● Written exercise
Copy out the lines word for word, beginning with the line that contains "Practice step: point out every instance of the white" and continuing through the line that contains "pixel 148 317", both included. Reproduce only those lines.

● Supplied data

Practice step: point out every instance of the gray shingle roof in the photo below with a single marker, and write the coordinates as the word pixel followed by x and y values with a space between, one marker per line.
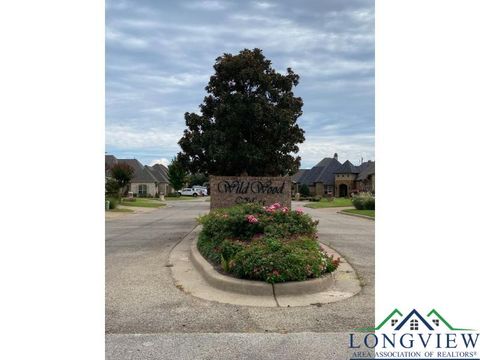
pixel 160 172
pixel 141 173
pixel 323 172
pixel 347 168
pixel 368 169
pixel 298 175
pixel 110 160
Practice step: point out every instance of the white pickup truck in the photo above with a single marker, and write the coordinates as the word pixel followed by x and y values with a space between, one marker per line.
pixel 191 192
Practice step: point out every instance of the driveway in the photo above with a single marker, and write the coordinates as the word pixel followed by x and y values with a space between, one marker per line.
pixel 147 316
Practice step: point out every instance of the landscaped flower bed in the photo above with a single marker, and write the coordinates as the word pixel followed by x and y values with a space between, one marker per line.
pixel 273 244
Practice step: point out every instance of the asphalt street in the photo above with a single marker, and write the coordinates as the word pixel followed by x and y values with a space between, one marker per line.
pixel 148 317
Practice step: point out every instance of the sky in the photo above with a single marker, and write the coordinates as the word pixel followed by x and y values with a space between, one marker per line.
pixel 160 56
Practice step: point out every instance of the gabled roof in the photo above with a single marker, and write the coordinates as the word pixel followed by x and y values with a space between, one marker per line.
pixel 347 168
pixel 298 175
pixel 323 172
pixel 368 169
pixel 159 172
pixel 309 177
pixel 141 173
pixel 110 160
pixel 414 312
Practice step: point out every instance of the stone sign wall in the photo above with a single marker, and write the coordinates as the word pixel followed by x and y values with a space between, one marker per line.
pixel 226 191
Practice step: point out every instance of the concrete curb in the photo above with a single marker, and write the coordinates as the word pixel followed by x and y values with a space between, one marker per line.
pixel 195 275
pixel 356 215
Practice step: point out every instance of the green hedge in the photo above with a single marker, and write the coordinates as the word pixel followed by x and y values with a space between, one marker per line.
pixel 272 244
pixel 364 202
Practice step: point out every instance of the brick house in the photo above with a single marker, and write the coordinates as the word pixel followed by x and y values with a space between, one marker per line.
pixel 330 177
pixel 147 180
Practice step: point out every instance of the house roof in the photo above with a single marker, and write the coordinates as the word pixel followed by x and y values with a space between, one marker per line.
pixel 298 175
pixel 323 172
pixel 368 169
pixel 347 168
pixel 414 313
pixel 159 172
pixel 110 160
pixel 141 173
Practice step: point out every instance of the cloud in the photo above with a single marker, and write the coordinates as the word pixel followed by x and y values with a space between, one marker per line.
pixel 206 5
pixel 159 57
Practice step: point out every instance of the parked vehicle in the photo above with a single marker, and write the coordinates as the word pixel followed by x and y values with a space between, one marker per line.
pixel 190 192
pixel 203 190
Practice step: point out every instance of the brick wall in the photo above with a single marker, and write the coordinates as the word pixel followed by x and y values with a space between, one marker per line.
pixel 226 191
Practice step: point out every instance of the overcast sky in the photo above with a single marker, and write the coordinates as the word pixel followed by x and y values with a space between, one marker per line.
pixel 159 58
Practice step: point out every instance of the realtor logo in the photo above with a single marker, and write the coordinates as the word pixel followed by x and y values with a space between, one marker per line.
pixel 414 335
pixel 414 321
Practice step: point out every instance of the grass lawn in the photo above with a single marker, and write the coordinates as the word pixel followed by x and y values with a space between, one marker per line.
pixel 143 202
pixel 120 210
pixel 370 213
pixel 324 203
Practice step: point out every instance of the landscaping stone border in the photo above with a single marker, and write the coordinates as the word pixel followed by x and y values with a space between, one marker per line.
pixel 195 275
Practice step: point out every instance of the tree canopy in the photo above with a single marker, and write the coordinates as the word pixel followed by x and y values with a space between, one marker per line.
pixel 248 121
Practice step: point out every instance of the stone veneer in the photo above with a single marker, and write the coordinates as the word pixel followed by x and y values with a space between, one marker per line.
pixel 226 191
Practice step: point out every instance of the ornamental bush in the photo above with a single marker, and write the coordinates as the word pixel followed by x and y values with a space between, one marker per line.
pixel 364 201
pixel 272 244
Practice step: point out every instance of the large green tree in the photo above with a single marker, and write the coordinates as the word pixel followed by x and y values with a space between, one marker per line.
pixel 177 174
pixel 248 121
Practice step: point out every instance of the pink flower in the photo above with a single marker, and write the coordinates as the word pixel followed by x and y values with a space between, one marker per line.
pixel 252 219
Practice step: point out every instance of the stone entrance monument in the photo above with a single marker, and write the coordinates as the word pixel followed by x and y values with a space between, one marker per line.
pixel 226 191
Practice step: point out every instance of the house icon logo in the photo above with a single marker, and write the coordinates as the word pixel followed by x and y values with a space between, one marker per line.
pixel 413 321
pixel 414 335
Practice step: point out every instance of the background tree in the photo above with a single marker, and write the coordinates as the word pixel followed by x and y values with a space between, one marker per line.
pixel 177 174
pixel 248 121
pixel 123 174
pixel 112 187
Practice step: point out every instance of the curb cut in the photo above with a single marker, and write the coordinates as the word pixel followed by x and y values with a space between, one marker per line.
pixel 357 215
* * *
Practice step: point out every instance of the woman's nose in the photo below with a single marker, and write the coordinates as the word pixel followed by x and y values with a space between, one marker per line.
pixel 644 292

● Solved problem
Practice step: point out every instance of the white pickup truck in the photo above with a single marker, and write the coordinates as the word pixel followed by x and y values with a space between, one marker per line.
pixel 191 192
Practice step: point out every instance of the driveway in the photo above with a single marker, and write the coordinates as the word pixel followed by x and y values with a space between, one marker per line.
pixel 147 316
Practice step: point out every instance of the landscaped flower bed in the photo above with a single marker, and write the coordinates as the word pixel followed by x and y values with a space between, one marker per line.
pixel 273 244
Practice step: point out every instance of the asphalt street in the photo above with a single marker, and write the coordinates as the word pixel followed by x and y values with a space between, one marker per line.
pixel 148 317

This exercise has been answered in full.